阅读选段 –
从集合的遍历看迭代器模式-轻识

做为后台开发人员，集合类的知识是我们必须要掌握的！因为在日常工作中使用得非常非常的多，相关的知识点在面试中也是高频出现的。我们先看下下面几个的问题：

1.有哪些方式可以对集合进行遍历？
2.迭代器的内部实现原理是什么？
3.非线程安全集合在循环遍历时删除元素有什么陷阱？

带着上面的问题，今天我们就通过ArrayList来分析分析！

遍历集合的方式

我们先创建一个ArrayList，并且放入几个元素，然后看看常用的遍历方式：

 1List list = new ArrayList<>();
 2list.add("L1");
 3list.add("L2");
 4list.add("L3");
 5
 6//1、for循环遍历
 7for (int i = 0; i < list.size(); i++) {
 8   System.out.println(list.get(i));
 9}
10
11//2、foreach循环遍历
12for (String item : list) {
13   System.out.println(item);
14}
15
16//3、Iterator遍历
17Iterator iterator = list.iterator();
18while (iterator.hasNext()) {
19   System.out.println(iterator.next());
20}
21
22//4、forEach遍历
23list.forEach(s -> System.out.println(s));

方式1不需要太多的说明，而方式2就的底层实现就是方法3！所以本文重点说下方式3、4的实现，而要弄懂方式3、4就必须得了解迭代器！

数据展示 –
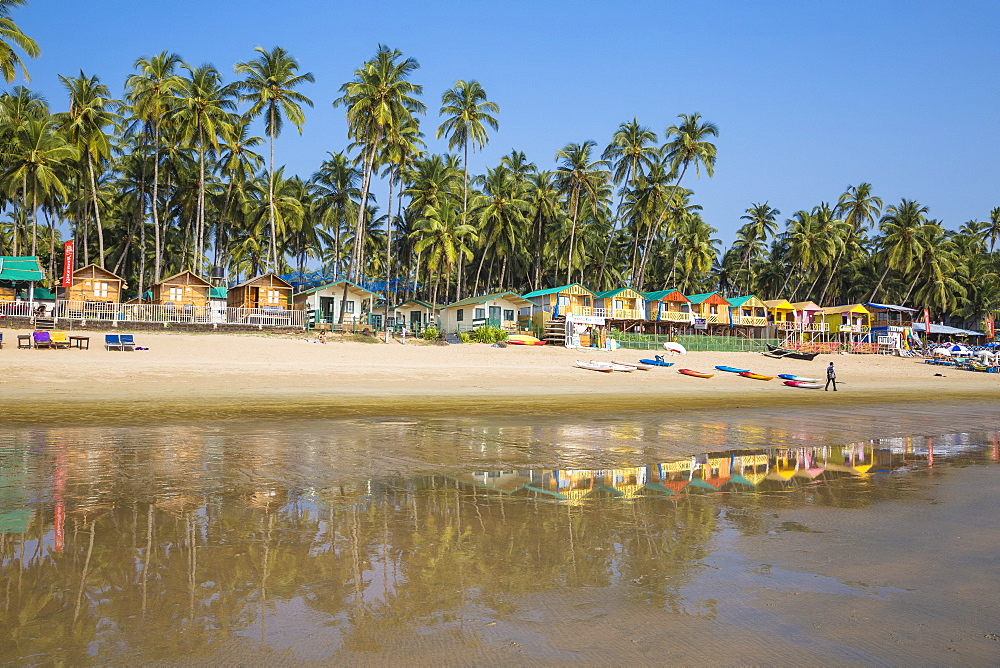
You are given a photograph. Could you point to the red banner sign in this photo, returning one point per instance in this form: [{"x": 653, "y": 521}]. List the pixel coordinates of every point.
[{"x": 68, "y": 252}]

任务目标 – 判断下列陈述是否与阅读选段相符，每项回答"是"或"否"，并原文引用起决定作用的词句：(a) 文中以ArrayList为例分析集合的遍历；(b) 本文重点讲解方式1和方式2的实现；(c) 作者认为要弄懂方式3、4必须先了解迭代器。 以上数据在此处用不到。

参考答案 –
(a) 是。"今天我们就通过ArrayList来分析分析！"
(b) 否。"所以本文重点说下方式3、4的实现"
(c) 是。"要弄懂方式3、4就必须得了解迭代器！"